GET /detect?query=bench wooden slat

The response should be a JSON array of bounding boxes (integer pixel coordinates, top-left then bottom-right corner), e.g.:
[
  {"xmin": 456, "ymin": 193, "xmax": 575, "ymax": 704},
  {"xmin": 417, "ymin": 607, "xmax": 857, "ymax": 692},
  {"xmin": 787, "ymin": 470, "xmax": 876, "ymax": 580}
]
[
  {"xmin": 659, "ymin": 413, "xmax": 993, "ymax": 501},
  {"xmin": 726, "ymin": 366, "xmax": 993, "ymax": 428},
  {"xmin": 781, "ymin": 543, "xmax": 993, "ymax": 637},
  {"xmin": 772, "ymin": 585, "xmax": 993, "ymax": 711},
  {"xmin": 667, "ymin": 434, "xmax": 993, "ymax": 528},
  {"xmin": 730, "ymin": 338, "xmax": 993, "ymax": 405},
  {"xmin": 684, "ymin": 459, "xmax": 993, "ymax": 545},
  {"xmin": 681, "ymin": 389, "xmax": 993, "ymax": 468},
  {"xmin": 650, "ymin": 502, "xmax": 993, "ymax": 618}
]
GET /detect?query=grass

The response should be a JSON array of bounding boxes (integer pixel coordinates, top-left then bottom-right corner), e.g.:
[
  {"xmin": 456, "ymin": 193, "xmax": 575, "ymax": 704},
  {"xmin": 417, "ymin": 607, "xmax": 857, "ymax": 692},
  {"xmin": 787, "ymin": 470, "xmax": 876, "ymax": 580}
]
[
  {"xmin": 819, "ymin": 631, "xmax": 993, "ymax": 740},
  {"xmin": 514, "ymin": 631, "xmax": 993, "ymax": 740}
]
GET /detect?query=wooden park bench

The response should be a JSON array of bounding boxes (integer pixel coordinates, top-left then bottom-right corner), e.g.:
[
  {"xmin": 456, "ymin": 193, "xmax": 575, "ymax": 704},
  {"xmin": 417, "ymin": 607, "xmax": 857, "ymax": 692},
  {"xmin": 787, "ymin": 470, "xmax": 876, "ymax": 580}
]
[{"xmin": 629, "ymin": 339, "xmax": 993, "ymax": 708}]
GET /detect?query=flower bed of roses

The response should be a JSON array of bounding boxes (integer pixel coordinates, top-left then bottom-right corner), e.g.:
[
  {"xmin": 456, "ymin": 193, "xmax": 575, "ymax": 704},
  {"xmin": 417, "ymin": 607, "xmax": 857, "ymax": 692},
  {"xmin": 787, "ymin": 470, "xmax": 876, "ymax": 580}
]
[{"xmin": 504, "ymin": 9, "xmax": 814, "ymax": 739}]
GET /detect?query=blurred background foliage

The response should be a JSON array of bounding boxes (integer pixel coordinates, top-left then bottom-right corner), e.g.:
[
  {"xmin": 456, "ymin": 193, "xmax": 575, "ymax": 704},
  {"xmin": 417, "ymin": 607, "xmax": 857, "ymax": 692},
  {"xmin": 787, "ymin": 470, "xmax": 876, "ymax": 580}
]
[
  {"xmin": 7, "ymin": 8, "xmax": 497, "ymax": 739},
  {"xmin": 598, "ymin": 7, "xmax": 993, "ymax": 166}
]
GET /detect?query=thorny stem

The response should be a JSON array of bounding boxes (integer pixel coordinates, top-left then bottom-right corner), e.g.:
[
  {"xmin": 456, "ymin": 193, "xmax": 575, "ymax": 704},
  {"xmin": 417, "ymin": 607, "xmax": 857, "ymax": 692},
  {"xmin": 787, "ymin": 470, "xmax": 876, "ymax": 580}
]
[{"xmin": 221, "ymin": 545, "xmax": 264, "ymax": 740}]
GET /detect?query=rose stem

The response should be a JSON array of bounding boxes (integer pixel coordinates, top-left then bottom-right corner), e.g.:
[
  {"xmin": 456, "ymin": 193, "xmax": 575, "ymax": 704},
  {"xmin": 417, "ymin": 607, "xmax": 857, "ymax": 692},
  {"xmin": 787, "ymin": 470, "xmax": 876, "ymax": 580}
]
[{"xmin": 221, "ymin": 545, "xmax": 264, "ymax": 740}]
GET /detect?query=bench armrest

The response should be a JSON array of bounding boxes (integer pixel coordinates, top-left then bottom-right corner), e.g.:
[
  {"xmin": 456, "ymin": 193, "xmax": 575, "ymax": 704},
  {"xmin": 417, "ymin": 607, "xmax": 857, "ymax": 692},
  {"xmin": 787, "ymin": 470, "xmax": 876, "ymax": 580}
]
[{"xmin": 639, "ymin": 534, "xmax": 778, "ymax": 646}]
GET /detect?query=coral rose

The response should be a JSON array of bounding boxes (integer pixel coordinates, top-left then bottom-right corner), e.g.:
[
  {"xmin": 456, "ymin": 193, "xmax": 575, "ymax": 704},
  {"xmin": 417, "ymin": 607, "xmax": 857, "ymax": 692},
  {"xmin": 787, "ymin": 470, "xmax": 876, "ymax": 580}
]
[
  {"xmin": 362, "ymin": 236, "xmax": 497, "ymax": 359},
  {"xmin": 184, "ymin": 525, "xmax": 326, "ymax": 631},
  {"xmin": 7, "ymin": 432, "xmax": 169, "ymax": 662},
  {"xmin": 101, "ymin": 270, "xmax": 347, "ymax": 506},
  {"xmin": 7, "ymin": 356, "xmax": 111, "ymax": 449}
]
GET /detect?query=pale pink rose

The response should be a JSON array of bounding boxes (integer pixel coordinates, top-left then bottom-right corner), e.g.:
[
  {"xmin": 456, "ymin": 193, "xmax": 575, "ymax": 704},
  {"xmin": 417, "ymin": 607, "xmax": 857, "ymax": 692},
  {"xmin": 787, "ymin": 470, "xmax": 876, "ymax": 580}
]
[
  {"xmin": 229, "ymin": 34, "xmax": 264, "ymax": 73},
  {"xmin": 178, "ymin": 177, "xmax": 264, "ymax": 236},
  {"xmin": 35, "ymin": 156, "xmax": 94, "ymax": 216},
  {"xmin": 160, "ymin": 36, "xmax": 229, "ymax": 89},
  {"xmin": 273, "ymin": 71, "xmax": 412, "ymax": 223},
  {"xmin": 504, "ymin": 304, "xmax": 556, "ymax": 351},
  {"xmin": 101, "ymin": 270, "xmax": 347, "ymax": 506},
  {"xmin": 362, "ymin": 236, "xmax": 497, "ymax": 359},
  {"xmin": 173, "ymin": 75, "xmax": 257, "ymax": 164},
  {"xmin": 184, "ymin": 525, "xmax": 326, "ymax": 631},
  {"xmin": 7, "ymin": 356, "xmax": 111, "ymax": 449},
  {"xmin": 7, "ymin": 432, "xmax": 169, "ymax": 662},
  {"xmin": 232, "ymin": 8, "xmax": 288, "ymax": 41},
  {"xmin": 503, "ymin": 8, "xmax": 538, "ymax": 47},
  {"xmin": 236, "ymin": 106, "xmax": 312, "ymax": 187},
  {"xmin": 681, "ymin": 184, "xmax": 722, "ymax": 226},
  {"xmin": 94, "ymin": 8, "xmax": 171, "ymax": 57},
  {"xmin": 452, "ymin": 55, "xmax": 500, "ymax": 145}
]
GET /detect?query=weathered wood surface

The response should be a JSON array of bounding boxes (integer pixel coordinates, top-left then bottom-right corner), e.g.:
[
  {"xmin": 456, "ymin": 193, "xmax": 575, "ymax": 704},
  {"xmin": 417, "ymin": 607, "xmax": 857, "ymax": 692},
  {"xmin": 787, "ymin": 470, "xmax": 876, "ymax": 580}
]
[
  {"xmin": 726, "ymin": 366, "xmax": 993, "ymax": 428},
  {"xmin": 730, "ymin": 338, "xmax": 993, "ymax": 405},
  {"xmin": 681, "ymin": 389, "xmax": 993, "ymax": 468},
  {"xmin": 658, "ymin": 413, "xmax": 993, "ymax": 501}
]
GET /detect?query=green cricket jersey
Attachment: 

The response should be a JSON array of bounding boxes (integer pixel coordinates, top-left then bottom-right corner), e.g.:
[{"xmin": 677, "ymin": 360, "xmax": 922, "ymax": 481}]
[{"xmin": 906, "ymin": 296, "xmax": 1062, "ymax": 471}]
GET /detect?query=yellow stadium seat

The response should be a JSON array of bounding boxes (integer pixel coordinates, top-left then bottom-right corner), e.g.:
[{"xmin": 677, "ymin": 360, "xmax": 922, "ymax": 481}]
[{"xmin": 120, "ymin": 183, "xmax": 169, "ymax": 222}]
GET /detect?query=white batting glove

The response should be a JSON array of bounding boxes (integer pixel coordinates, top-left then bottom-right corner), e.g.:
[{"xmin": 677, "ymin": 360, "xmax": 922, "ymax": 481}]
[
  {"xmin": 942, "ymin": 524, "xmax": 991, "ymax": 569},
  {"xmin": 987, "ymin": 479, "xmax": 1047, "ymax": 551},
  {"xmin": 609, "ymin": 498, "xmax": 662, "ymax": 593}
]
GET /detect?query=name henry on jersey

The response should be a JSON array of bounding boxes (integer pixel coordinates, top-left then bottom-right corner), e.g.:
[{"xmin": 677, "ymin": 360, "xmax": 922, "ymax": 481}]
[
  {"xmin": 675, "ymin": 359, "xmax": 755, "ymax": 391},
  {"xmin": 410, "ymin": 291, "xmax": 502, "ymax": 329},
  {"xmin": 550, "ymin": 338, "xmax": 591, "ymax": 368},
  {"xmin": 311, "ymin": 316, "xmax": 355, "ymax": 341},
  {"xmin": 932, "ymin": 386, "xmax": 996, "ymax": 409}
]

※ ※ ※

▸ **SET TASK**: Transcribe without alteration every line of the listing, starting with the line that contains "GET /detect?query=green cricket jersey" and continuing through the end of the listing, both ends inclusive.

▸ **EXERCISE SOLUTION**:
GET /detect?query=green cricket jersey
Attachment: 

The response should be a JSON array of bounding boxes (integer pixel coordinates, top-left then bottom-right corner), e.g.:
[{"xmin": 677, "ymin": 360, "xmax": 922, "ymax": 481}]
[{"xmin": 906, "ymin": 296, "xmax": 1062, "ymax": 471}]
GET /detect?query=yellow stadium seat

The response should be a JSON array of bounding boxes (integer pixel coordinates, top-left then bottom-right corner), e.g.:
[{"xmin": 677, "ymin": 360, "xmax": 922, "ymax": 481}]
[{"xmin": 120, "ymin": 183, "xmax": 169, "ymax": 222}]
GET /detect?query=white batting glove

The response should be a JSON array of bounding boxes (integer pixel coordinates, top-left then bottom-right corner), e.g.:
[{"xmin": 677, "ymin": 360, "xmax": 922, "ymax": 481}]
[
  {"xmin": 942, "ymin": 524, "xmax": 991, "ymax": 569},
  {"xmin": 987, "ymin": 479, "xmax": 1047, "ymax": 551},
  {"xmin": 609, "ymin": 498, "xmax": 662, "ymax": 593}
]
GET /detect?query=name henry on jersey

The response should be a JSON array of bounding boxes (integer pixel coordinates, top-left then bottom-right corner), e.g.:
[{"xmin": 677, "ymin": 360, "xmax": 922, "ymax": 481}]
[
  {"xmin": 675, "ymin": 359, "xmax": 755, "ymax": 391},
  {"xmin": 410, "ymin": 291, "xmax": 502, "ymax": 329},
  {"xmin": 550, "ymin": 338, "xmax": 591, "ymax": 368},
  {"xmin": 311, "ymin": 316, "xmax": 355, "ymax": 341},
  {"xmin": 932, "ymin": 386, "xmax": 996, "ymax": 409}
]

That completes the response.